Life came full circle for Pankaj Vermani when he founded Clovia, a lingerie company. While his family had a lingerie business, where he spent many afternoons as an apprentice, Pankaj was encouraged to focus on academics instead of taking over the business. He ended up cracking IIT JEE to join the prestigious IIT Delhi. Starting his career as a software engineer, he soon ventured into startups and co-founded adtech and eLearning startups. But life had other plans for Pankaj, and in 2012, he co-founded Clovia.

In March 2022, Reliance Retail acquired an 89% stake in Clovia for USD 125M. Benefitting from Reliance’s scale and retail expertise, the brand hopes to bolster its brand presence and value proposition to scale up.

In June 2023, Pankaj sat down with Ankur Gattani, VP-Growth and Marketing of WebEngage (a Blume Fund I company), at EngageMint, WebEngage’s marquee thought leadership event. Below are the key insights from his chat for all D2C founders aspiring to build multi-million-dollar brands.

Lessons from past attempts

Before founding Clovia, Pankaj founded an ed-tech startup, Vriti, in 2006. Vriti was a platform for content providers to create/sell courses and students to find & buy them. 

Vriti provided three key lessons to Pankaj. First, your product may solve a real pain point, but if it is ahead of its time, it will not work. As a founder, your business should not only tap into the right market but also be there at the right time with the tailwinds and internet infrastructure, like digital payments and eCommerce enablers.

The second learning was wherein he realized that “the power of consumption is more than the power of numbers.” Amassing users is not the endgame for app-based businesses. The usage numbers give a true picture of how commercially viable the product is. Vriti amassed 1.5 million students in 2011. However, the usage of the platform was only 2.5%.

§ **Information given**:

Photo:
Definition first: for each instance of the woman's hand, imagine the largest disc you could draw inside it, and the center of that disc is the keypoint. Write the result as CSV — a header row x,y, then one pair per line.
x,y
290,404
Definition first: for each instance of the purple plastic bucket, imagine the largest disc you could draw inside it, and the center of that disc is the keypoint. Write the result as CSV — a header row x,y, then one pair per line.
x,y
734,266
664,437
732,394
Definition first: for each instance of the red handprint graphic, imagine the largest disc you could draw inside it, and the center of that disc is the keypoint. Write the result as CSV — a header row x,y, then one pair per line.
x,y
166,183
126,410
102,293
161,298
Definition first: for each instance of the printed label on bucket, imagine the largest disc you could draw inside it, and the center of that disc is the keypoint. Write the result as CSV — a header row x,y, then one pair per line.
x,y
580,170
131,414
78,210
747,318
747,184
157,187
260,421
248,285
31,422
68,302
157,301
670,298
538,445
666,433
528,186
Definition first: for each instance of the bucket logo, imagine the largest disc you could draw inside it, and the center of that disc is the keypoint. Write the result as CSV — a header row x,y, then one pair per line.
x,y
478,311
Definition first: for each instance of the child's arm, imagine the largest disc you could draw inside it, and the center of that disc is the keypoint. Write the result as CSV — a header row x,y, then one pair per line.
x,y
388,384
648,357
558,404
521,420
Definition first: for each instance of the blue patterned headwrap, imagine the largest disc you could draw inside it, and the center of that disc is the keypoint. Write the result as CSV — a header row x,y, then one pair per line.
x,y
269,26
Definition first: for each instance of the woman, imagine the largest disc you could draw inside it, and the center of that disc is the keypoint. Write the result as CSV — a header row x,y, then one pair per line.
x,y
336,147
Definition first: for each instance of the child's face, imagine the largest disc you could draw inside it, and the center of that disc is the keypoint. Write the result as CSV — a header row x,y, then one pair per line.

§ **Stated goal**: How would you rewrite the paragraph beginning "Life came full circle" in the Clovia founder profile as a short list that keeps its main facts?

§ **Exercise result**:
- Pankaj Vermani's family had a lingerie business, where he spent many afternoons as an apprentice.
- He was encouraged to focus on academics rather than take over the business.
- He cracked IIT JEE and joined IIT Delhi.
- He began his career as a software engineer, then co-founded adtech and eLearning startups.
- In 2012, he co-founded Clovia, a lingerie company.